Post  Gilda on Tue May 17, 2011 11:53 pm

Trung, it is impressive. I will allways say that you are brilliant.
I'd love to help you more and I hope one day I will be able to, but now ... well, it is not so possible, so I go on in my researches in internet.

May I ask you one thing?
About weather predicton she uses a kind of internal barometer or uses internet?

Fuzzy possibilities are amazing. Actually I am reading some papers about this subject.
Did you receive one paper about fuzzy logic and simulation of feelings?
Aiko V2 is able to cry, so mabe she can "feel" conditioned feelings, using some key words .
Example:
Maybe she can feel some feelings conditioned. This could be possible if some words were set in order of priority. Example: To Love> like very much> like> like a little> dislike> detest.
So if a person say any of the kay words she can "feel" express in a better way what a person would expect from a given sentence. Touching or talking the person in a humanlike way.

* [TASK REQUIREMENTS]
**1.** Decide whether each statement agrees with the forum post, answering yes or no and quoting the words that decide it: (a) The writer says they are currently reading papers on this subject. (b) The writer states that Aiko V2 is able to cry. (c) The writer says they can help Trung more right now.
**2.** Reproduce the forum post word for word, starting at "Trung, it is" and ending at "researches in internet.".

* [DATA EXCERPT]
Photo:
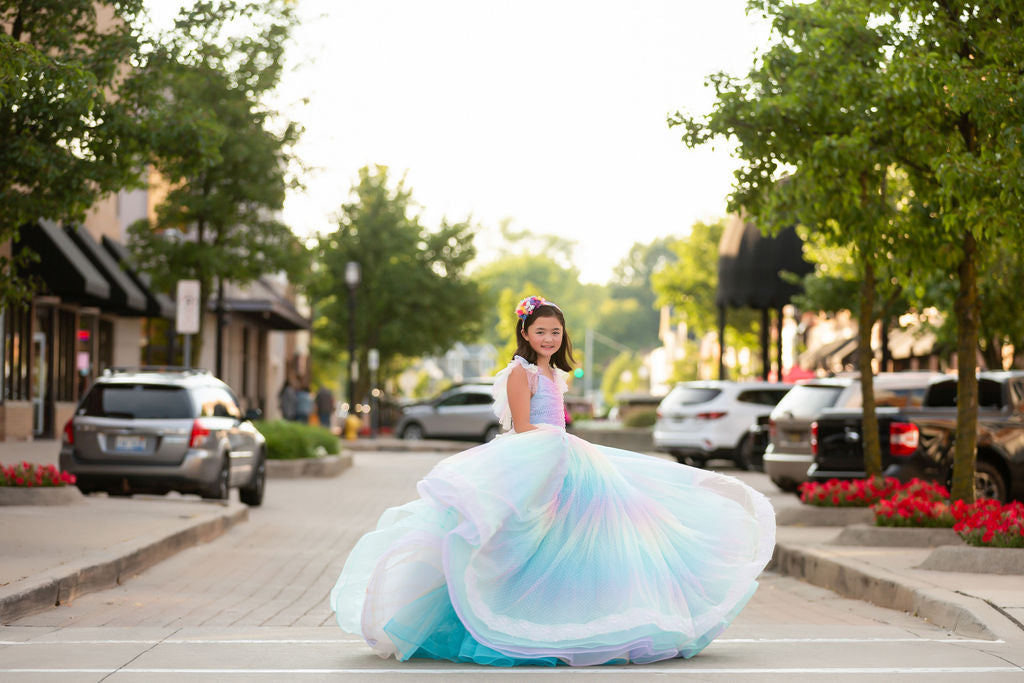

* [ANSWERS BY TASK]
**1.**
(a) Yes: "Actually I am reading some papers about this subject."
(b) Yes: "Aiko V2 is able to cry"
(c) No: "but now ... well, it is not so possible"

**2.**
Trung, it is impressive. I will allways say that you are brilliant.
I'd love to help you more and I hope one day I will be able to, but now ... well, it is not so possible, so I go on in my researches in internet.